**SHORT TASK**
Find every line in the entries below that contains the word "elderly", and copy each one. Case must match.

**PROVIDED RECORDS**
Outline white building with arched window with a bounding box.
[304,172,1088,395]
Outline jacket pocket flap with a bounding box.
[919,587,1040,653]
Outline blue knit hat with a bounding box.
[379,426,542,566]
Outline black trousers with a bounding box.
* * *
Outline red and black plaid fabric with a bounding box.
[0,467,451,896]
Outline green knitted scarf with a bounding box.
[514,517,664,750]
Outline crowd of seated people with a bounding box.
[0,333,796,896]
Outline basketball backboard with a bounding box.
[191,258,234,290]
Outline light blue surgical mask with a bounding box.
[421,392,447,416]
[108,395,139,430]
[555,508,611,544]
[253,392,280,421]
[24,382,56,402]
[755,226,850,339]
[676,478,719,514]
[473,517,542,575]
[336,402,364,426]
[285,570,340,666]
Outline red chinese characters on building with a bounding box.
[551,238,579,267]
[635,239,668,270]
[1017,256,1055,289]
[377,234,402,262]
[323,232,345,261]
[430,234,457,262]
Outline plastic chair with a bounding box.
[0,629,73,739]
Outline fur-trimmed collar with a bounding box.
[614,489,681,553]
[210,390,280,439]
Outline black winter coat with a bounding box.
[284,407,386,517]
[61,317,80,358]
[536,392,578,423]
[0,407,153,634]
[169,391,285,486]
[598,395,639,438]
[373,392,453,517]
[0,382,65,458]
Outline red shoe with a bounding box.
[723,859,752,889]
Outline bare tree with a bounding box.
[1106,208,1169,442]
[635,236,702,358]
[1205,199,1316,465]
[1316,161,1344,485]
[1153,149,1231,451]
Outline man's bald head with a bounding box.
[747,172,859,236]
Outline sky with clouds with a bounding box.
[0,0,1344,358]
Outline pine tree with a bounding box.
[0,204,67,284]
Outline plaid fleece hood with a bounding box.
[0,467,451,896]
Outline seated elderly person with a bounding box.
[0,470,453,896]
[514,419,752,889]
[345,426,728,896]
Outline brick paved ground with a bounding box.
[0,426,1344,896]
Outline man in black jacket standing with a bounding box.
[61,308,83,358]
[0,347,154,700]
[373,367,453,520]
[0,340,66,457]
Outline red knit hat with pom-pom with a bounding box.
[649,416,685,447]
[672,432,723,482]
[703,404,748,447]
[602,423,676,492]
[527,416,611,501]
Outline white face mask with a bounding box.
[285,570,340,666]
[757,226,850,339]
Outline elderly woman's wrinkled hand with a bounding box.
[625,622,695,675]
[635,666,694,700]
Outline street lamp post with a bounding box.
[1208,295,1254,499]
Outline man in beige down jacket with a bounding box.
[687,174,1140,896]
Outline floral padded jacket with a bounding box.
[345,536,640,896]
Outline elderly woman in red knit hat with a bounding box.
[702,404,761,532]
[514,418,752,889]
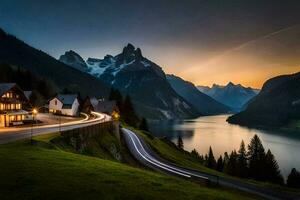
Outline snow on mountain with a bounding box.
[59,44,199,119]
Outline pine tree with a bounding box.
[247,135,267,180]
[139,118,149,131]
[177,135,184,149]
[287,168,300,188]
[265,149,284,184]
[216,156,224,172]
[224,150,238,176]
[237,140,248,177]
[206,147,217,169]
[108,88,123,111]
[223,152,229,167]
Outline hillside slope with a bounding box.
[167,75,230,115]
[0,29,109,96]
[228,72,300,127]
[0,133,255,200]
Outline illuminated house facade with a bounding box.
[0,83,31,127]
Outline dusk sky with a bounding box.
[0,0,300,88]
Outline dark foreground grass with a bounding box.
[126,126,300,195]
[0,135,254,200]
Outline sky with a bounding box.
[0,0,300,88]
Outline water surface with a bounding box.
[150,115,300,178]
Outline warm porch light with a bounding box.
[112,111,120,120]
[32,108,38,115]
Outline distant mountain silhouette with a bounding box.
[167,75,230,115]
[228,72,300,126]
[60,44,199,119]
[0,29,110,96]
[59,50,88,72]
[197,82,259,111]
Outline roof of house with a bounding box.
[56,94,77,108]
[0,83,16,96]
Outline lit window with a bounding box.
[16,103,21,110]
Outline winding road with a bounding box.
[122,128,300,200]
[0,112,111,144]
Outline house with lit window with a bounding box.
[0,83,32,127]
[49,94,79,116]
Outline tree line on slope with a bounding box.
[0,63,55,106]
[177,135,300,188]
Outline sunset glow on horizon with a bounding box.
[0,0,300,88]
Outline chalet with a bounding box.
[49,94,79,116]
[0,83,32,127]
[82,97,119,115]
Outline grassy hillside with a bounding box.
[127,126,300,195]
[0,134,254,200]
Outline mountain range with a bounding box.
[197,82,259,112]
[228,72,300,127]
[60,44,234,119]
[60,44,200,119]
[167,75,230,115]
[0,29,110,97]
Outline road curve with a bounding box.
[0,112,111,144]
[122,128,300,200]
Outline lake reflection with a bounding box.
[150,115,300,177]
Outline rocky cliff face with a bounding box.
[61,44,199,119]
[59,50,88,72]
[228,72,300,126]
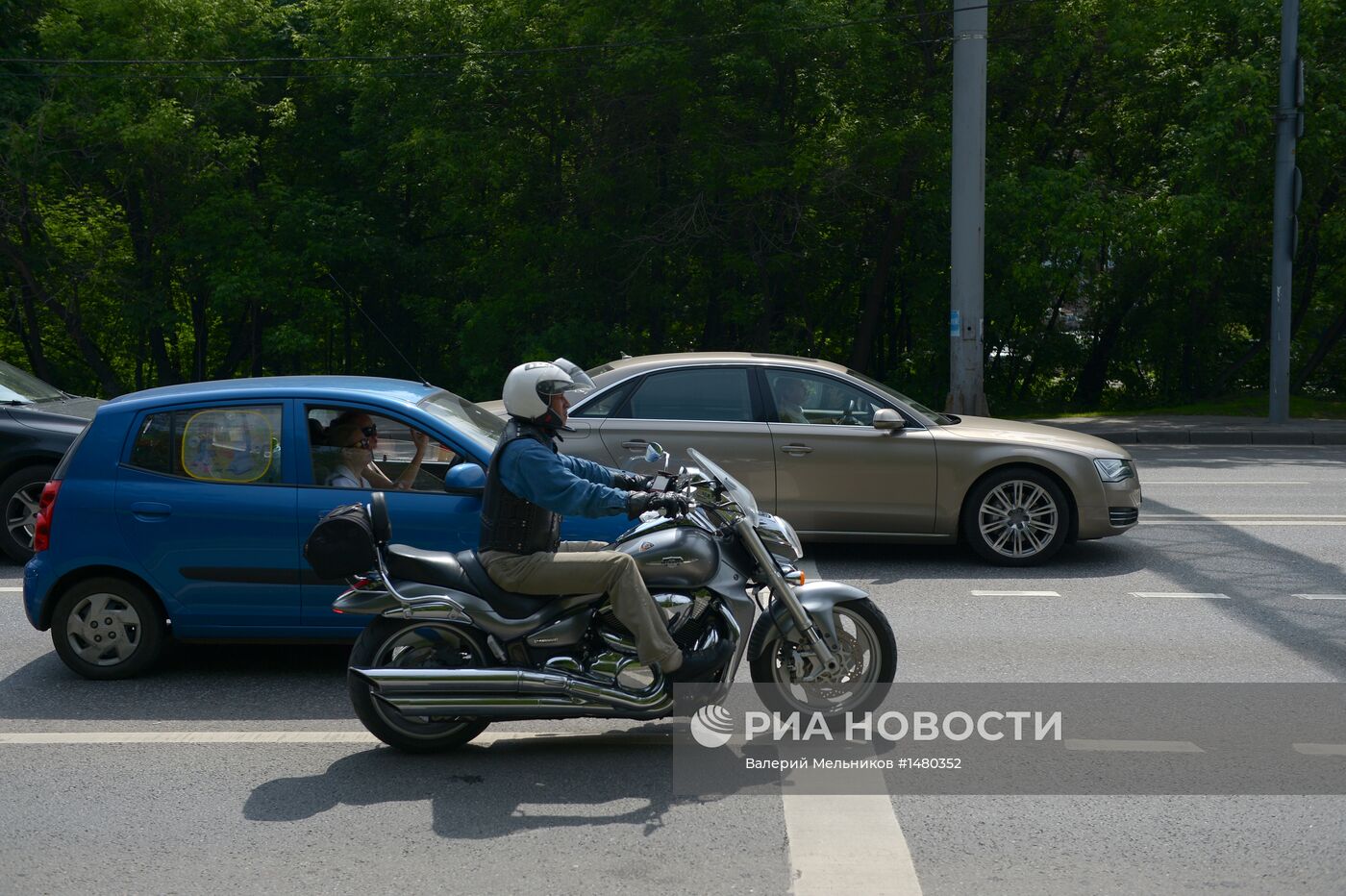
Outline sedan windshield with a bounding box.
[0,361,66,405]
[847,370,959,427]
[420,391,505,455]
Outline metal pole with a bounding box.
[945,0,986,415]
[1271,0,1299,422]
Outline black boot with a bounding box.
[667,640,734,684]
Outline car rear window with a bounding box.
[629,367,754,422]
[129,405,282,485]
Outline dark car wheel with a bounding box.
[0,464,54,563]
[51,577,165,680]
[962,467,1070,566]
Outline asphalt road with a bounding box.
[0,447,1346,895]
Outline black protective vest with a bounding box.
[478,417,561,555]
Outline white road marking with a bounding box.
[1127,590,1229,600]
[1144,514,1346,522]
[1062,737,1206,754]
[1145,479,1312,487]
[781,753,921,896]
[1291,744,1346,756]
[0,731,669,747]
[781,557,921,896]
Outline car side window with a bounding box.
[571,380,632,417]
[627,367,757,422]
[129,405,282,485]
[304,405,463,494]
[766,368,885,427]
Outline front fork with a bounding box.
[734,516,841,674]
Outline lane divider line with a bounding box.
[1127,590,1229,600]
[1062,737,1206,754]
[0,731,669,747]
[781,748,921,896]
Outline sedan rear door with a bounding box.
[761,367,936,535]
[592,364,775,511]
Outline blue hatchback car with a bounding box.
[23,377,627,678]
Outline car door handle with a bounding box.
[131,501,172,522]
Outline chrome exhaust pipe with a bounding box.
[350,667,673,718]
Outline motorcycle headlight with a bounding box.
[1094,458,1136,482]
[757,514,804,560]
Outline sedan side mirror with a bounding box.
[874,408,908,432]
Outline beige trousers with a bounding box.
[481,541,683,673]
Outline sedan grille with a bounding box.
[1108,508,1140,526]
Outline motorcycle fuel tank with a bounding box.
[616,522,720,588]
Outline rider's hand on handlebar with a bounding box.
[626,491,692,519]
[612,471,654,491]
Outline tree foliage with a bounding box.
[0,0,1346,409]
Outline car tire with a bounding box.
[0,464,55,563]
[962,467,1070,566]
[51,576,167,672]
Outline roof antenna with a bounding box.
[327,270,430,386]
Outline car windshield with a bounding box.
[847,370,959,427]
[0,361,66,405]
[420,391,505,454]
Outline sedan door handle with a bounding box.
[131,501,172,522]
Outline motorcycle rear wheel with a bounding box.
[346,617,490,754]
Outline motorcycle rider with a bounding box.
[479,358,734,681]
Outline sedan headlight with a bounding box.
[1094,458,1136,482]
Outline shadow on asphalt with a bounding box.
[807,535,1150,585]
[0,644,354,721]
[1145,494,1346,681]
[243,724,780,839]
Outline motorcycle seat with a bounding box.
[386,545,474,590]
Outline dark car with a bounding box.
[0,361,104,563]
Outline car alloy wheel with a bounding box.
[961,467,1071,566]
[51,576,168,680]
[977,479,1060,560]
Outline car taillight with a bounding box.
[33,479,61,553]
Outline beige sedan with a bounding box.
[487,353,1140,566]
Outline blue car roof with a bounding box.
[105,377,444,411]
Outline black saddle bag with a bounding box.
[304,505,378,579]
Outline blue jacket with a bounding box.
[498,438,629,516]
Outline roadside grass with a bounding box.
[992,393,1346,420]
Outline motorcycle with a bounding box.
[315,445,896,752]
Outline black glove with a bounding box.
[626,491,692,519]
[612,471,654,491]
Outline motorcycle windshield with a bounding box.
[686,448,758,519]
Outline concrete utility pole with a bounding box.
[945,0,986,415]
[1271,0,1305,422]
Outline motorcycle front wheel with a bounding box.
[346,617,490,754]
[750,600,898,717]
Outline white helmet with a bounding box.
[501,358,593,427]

**OUTPUT**
Outline seated elderly person with a bounding box.
Outline elderly woman's wrinkled hand with a bounding box.
Outline elderly woman in red knit hat with a bounding box.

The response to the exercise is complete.